→ Set task:
Could you write out all the records again, substituting "x and y position" for every "pixel coordinates" and changing nothing else? Leave the pictures out.

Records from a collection

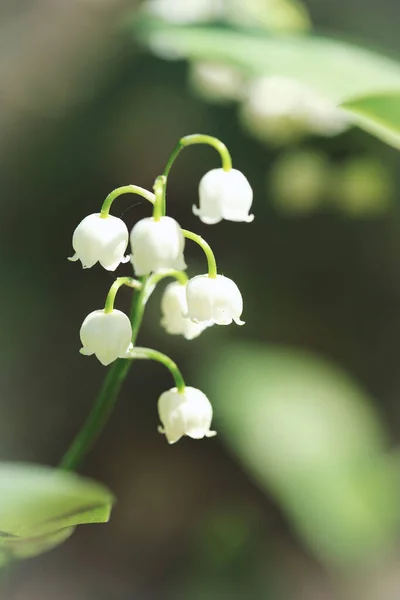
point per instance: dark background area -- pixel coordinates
(84, 109)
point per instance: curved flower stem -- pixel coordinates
(109, 391)
(212, 265)
(126, 189)
(178, 275)
(150, 354)
(133, 283)
(199, 138)
(190, 140)
(159, 204)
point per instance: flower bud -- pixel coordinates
(103, 240)
(188, 413)
(224, 195)
(173, 307)
(107, 335)
(214, 300)
(157, 245)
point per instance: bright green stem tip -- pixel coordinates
(129, 281)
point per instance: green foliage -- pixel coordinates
(40, 508)
(309, 435)
(378, 114)
(365, 83)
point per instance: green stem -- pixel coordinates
(212, 265)
(109, 305)
(107, 397)
(126, 189)
(150, 354)
(190, 140)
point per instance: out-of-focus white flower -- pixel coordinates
(214, 300)
(217, 82)
(280, 109)
(100, 240)
(189, 413)
(157, 245)
(174, 306)
(224, 195)
(185, 11)
(107, 335)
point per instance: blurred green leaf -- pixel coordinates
(40, 507)
(273, 15)
(379, 115)
(340, 71)
(309, 434)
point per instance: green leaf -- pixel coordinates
(364, 82)
(309, 435)
(40, 507)
(379, 115)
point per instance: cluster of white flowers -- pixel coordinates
(275, 109)
(189, 306)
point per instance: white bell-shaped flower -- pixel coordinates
(103, 240)
(173, 307)
(188, 413)
(224, 195)
(214, 300)
(107, 335)
(157, 245)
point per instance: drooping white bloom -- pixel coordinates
(107, 335)
(100, 240)
(214, 300)
(224, 195)
(217, 81)
(189, 413)
(280, 109)
(173, 307)
(157, 245)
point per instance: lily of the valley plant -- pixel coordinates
(188, 307)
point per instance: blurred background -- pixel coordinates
(297, 498)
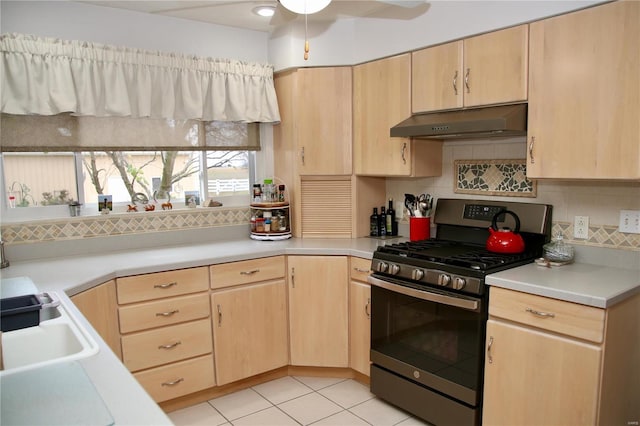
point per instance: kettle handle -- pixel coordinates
(494, 222)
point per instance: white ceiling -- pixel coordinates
(239, 13)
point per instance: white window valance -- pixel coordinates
(46, 76)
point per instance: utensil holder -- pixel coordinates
(419, 228)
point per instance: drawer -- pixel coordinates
(164, 345)
(247, 271)
(159, 313)
(571, 319)
(139, 288)
(360, 268)
(178, 379)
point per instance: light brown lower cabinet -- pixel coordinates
(178, 379)
(100, 307)
(360, 316)
(249, 330)
(319, 311)
(550, 362)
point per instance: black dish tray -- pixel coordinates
(23, 311)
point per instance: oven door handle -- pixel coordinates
(458, 302)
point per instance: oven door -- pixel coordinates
(429, 336)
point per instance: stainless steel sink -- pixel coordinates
(60, 338)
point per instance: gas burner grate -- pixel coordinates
(464, 255)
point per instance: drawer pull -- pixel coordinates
(167, 285)
(167, 314)
(175, 382)
(489, 357)
(541, 314)
(170, 345)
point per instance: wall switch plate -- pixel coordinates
(630, 221)
(581, 227)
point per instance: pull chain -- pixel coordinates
(306, 40)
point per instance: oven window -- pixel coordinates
(432, 337)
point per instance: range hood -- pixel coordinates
(485, 122)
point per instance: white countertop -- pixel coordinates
(127, 401)
(592, 285)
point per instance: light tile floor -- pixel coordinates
(297, 401)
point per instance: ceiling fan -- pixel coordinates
(331, 10)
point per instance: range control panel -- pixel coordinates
(482, 212)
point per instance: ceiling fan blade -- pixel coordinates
(282, 16)
(404, 3)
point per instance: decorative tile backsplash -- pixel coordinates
(73, 228)
(493, 177)
(599, 236)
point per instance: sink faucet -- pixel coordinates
(3, 262)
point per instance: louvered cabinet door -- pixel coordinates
(326, 208)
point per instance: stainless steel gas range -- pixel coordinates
(429, 308)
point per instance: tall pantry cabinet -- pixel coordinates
(584, 94)
(313, 148)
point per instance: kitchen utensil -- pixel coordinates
(410, 203)
(504, 240)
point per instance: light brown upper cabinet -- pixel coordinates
(482, 70)
(382, 99)
(315, 105)
(584, 94)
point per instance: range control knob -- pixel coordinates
(394, 269)
(417, 274)
(459, 283)
(444, 280)
(383, 266)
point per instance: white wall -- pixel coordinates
(78, 21)
(353, 41)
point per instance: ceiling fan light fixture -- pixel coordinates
(264, 10)
(305, 7)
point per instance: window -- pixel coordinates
(95, 166)
(49, 179)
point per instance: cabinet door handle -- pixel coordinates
(541, 314)
(173, 383)
(170, 345)
(167, 285)
(533, 140)
(466, 79)
(167, 314)
(455, 82)
(489, 357)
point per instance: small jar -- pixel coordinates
(259, 224)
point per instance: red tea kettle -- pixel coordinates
(504, 240)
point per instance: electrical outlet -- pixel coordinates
(581, 227)
(630, 221)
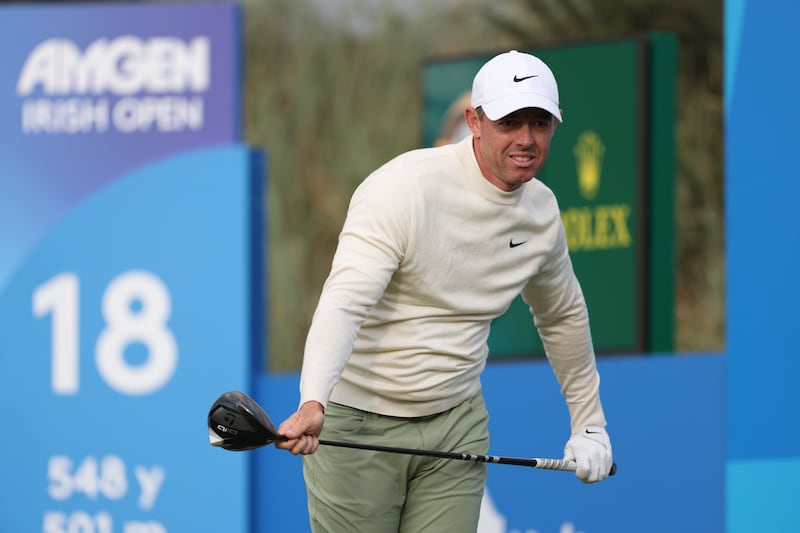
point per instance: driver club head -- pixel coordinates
(237, 423)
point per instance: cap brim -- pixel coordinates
(505, 106)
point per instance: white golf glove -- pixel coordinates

→ Answer to the exercise:
point per instance: dark background area -- x and y position
(84, 109)
point per instance: curved flower stem -- x and y position
(109, 391)
(212, 265)
(126, 189)
(178, 275)
(150, 354)
(133, 283)
(199, 138)
(190, 140)
(159, 204)
point per instance: flower bud -- x and y position
(103, 240)
(188, 413)
(224, 195)
(173, 307)
(107, 335)
(214, 300)
(157, 245)
point per instance: bright green stem tip -- x and y position
(129, 281)
point per instance: green foliage -- x and y position
(40, 508)
(309, 435)
(378, 114)
(365, 83)
point per instance: green stem -- x and y position
(212, 265)
(109, 305)
(107, 397)
(126, 189)
(150, 354)
(190, 140)
point per instance: out-of-focus white flower -- x and y position
(214, 300)
(217, 82)
(280, 109)
(100, 240)
(189, 413)
(157, 245)
(174, 306)
(224, 195)
(185, 11)
(107, 335)
point per instance: blurred green leaf -- x and y position
(40, 507)
(273, 15)
(379, 115)
(340, 71)
(309, 434)
point per instance: green leaf -- x and y position
(364, 82)
(309, 435)
(40, 507)
(379, 115)
point per instance: cluster of white flowers -- x and y position
(275, 109)
(189, 306)
point per instance: white bell-shaped flower -- x and y position
(103, 240)
(173, 307)
(188, 413)
(224, 195)
(214, 300)
(107, 335)
(157, 245)
point per instance: drooping white bloom -- x and y position
(107, 335)
(100, 240)
(214, 300)
(224, 195)
(217, 81)
(189, 413)
(280, 109)
(173, 307)
(157, 245)
point per instance: lily of the valley plant -- x and y position
(188, 307)
point per instance: blurred background -- x and y position
(297, 498)
point per instance: kettle handle -- x and y position
(494, 222)
point per instance: white ceiling -- x and y position
(239, 13)
point per instance: white window valance -- x and y position
(46, 76)
point per instance: utensil holder -- x and y position
(419, 228)
point per instance: drawer -- x and y position
(164, 345)
(247, 271)
(159, 313)
(571, 319)
(139, 288)
(360, 268)
(178, 379)
point per instance: light brown lower cabinet -- x and y position
(178, 379)
(100, 307)
(360, 316)
(249, 330)
(319, 311)
(550, 362)
point per instance: black dish tray -- x and y position
(23, 311)
point per instance: oven door handle -- x and y position
(458, 302)
point per instance: oven door -- x and y position
(429, 336)
point per instance: stainless steel sink -- x and y position
(60, 338)
point per instance: gas burner grate -- x and y position
(464, 255)
point per instance: drawer pull -- x and y position
(167, 285)
(167, 314)
(175, 382)
(489, 357)
(541, 314)
(170, 345)
point per instance: wall switch plate -- x and y position
(630, 221)
(581, 227)
point per instance: pull chain -- x and y position
(306, 40)
point per instance: oven window -- x and y position
(432, 337)
point per instance: range hood -- x and y position
(485, 122)
point per instance: white countertop -- x and y position
(127, 401)
(592, 285)
point per instance: light tile floor -- x and y position
(297, 401)
point per instance: ceiling fan -- x and y position
(331, 10)
point per instance: range control panel -- x and y position
(482, 212)
point per instance: ceiling fan blade -- x and y position
(282, 16)
(404, 3)
point per instance: decorative tile backsplash -- x and y position
(73, 228)
(493, 177)
(599, 236)
point per instance: sink faucet -- x and y position
(3, 262)
point per instance: louvered cabinet door -- x and y position
(326, 208)
point per instance: stainless steel gas range -- x and y position
(429, 308)
point per instance: tall pantry cabinet -- x and y position
(584, 94)
(313, 148)
point per instance: kitchen utensil -- x and y position
(410, 203)
(504, 240)
point per instance: light brown upper cabinet -- x and y position
(482, 70)
(382, 99)
(315, 105)
(584, 94)
point per instance: range control knob -- x and y position
(394, 269)
(417, 274)
(459, 283)
(444, 280)
(383, 266)
point per instance: white wall -- x and y position
(78, 21)
(353, 41)
point per instance: ceiling fan light fixture -- x and y position
(264, 10)
(305, 7)
point per instance: window -- x and y position
(95, 166)
(49, 179)
point per instance: cabinet door handle -- x and y position
(541, 314)
(173, 383)
(170, 345)
(167, 285)
(533, 140)
(466, 79)
(167, 314)
(455, 82)
(489, 357)
point per instance: small jar -- x and y position
(259, 224)
point per instance: red tea kettle -- x and y position
(504, 240)
point per instance: electrical outlet -- x and y position
(581, 227)
(630, 221)
point per instance: driver club head -- x and y position
(237, 423)
point per instance: cap brim -- x and y position
(505, 106)
point per instance: white golf glove -- x and y position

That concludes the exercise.